Task requirements:
A – Reproduce the passage of the voice recognition forum thread that begins with the words containing "So, 2 problems: the" and ends with "sounds that plays.".
B – Pick up the forum thread about voice recognition delays on Android after its final sentence and continue it.

Text to read:

########################################

I did note that doing an initial start/stop at app startup shortens the time for the first start after that, but they are still far too long.

So, 2 problems: the time after startRecording and when it accepts sound is much too long for my use, and 2) I cannot start the recording ahead because it blocks all audio output.

From the specs (and other comments) it seems that blocking all audio is probably a bug on my side? (I use “false” for the second argument, but it makes no difference what I put there, all sound is stopped.)

Phone is alcatel idol 3, but these children will not have high end phones/tablets anyway.

Scott_Harrison · February 16, 2018, 6:23am

Unfortunately there is no good way to handle this, it is really and an android problem. Sorry to hear you are having these issues you could try using visual options or use the native google sounds that plays.

Scott_Harrison · February 16, 2018, 6:25am

As for why audio stops, the os stops the audio no matter what. The Param is designed to stop google sound effect from playing.

dmarques42 · February 18, 2018, 2:02am

OK, thank you for the answer. I think I have improved it a lot by abandoning texttospeech (instructions of what word to say; I just use pre-recorded batch transactions from Amazon Polly) and just playing audio. That makes it a shorter and more reliable gap. We already use visuals, but these are very young kids (3-5) who have various attention issues, so the instructions “Harry, say bubble” is critical.

But now, today, voiceToText does not work at all. It was all working fine the past two days, but today, I get no error, I never get the ‘started’ e.response, and never get any recording. Did something happen to any servers or something? Is there a way for me to debug this? There is nothing at all in the log, just my own record that I did init and start (and stop), but nothing more.

Nothing is printed out, how do I figure out if it is my problem? I changed a lot of things in my code, but none of it in the routines that call voiceToText. Any suggestions?

Scott_Harrison · February 18, 2018, 2:11am

I am not sure what is happening but are you connected to internet

dmarques42 · February 18, 2018, 3:28am

Yes, lots of stuff wouldn’t work if that were a problem. But I borrowed back a different device that has the version I made yesterday and it works, so it clearly is something interacting with code I changed today (mostly replacing texToSpeech with audio.play). Do I have to worry about audio channels? But now that I know that the problem is somewhere in my app, I will track it down. But I am concerned that it stopped working after I changed other things.

########################################

Entries provided:

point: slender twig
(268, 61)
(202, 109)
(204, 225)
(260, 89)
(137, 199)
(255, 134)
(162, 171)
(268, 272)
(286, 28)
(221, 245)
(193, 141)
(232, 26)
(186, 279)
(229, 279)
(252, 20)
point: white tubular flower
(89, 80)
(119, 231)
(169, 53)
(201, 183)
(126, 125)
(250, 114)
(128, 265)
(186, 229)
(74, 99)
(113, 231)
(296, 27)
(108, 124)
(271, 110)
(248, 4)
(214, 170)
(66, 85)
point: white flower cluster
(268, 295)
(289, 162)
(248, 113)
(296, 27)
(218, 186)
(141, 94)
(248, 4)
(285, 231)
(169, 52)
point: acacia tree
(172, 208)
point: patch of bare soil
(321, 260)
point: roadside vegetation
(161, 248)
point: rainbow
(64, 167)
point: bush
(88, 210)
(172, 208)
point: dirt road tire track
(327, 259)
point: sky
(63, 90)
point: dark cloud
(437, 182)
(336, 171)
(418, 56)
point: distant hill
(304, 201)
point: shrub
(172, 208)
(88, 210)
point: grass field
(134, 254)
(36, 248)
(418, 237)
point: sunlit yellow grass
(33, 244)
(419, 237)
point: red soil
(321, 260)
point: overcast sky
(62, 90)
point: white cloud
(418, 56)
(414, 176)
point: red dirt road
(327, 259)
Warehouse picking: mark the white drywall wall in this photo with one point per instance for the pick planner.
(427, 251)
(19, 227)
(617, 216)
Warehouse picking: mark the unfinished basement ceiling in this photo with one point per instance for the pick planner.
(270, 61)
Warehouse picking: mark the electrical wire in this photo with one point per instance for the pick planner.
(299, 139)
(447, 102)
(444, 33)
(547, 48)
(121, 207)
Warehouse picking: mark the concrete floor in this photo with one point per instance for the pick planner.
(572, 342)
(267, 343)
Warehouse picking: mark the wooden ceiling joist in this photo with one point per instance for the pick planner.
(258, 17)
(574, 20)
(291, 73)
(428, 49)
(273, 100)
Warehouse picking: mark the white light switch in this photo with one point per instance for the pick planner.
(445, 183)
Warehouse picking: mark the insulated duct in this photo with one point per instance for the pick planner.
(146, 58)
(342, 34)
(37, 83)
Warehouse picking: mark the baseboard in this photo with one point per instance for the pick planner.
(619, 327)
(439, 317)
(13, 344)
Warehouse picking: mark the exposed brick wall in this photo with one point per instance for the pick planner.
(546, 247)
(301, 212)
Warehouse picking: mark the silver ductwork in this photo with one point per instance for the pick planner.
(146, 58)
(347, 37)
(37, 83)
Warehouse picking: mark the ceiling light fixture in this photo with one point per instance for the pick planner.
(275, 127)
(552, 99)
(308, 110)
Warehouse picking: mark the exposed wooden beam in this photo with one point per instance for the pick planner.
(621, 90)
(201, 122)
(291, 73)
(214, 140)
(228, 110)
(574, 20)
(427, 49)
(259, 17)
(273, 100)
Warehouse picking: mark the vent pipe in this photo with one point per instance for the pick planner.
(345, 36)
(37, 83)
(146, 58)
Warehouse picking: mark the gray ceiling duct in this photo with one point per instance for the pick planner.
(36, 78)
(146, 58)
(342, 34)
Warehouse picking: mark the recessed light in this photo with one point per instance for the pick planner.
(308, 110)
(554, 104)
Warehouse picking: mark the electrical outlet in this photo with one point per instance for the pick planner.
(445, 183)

########################################

Responses for each task:
A –
So, 2 problems: the time after startRecording and when it accepts sound is much too long for my use, and 2) I cannot start the recording ahead because it blocks all audio output.

From the specs (and other comments) it seems that blocking all audio is probably a bug on my side? (I use “false” for the second argument, but it makes no difference what I put there, all sound is stopped.)

Phone is alcatel idol 3, but these children will not have high end phones/tablets anyway.

Scott_Harrison · February 16, 2018, 6:23am

Unfortunately there is no good way to handle this, it is really and an android problem. Sorry to hear you are having these issues you could try using visual options or use the native google sounds that plays.

B –
Anyway, thank you for your help. Feel free to suggest anything else I should check. I will try to roll back to get it working again.

dmarques42 · February 18, 2018, 3:42am

Solved it. Somehow, microphone permissions were turned off, even though they were explicitly requested in install. If my grandson had been playing with the phone, I would have blamed him, but must have been something I did. Anyway, no problem.

My delay is much shorter and more reliable using audio.play instead of textToSpeech, might be enough to get by with it. We’ll see with user testing.

dmarques42 · February 18, 2018, 11:49pm

I have another question, about options for getting phonemes.

The children I am working with have language issues, so pronunciation a bit off sometimes (eg, ‘puh’ instead of ‘up’). I put these in my own hitlist for comparison, but I never get ‘puh’ back, obviously because it is not in any lexicon. Is there a way to get just the phonemes, and I do the word matching myself? Almost all my matching is single words with very specific context (at least so far). I tried setting the language to a phony one, but that didn’t work.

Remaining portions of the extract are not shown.